## Point-per-instance localization data:
^^^^^^^^
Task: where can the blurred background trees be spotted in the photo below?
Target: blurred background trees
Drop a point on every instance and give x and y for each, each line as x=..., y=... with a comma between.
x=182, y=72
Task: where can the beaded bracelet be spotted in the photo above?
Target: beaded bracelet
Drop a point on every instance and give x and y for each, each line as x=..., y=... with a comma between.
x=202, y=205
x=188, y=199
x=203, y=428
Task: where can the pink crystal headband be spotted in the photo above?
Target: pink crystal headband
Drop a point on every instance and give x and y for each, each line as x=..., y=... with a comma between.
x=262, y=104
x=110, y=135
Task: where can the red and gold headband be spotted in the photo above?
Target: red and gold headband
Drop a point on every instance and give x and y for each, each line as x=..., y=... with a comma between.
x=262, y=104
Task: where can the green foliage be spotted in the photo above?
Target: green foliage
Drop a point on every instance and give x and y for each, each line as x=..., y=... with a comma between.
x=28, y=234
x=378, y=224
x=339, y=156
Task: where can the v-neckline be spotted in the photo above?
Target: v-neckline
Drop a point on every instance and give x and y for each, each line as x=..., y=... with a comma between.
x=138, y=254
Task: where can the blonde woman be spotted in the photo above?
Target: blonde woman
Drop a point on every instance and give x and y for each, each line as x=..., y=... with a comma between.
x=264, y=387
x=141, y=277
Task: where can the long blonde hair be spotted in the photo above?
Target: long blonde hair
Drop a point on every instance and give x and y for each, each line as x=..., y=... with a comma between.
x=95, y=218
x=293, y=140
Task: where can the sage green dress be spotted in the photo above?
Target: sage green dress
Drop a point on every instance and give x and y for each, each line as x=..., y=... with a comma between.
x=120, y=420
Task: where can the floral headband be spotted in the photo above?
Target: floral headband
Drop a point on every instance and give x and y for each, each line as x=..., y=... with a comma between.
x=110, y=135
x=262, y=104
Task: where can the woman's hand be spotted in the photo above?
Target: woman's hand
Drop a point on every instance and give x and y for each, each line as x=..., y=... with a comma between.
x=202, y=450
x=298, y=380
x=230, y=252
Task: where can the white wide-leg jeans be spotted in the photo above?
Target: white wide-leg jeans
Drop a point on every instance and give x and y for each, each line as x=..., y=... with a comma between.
^^^^^^^^
## Work order:
Scan the entries for lines holding the string "foliage", then copy every one of them.

## Response for this exercise:
Task: where can the green foliage be spotted in the photo above?
Target: green foliage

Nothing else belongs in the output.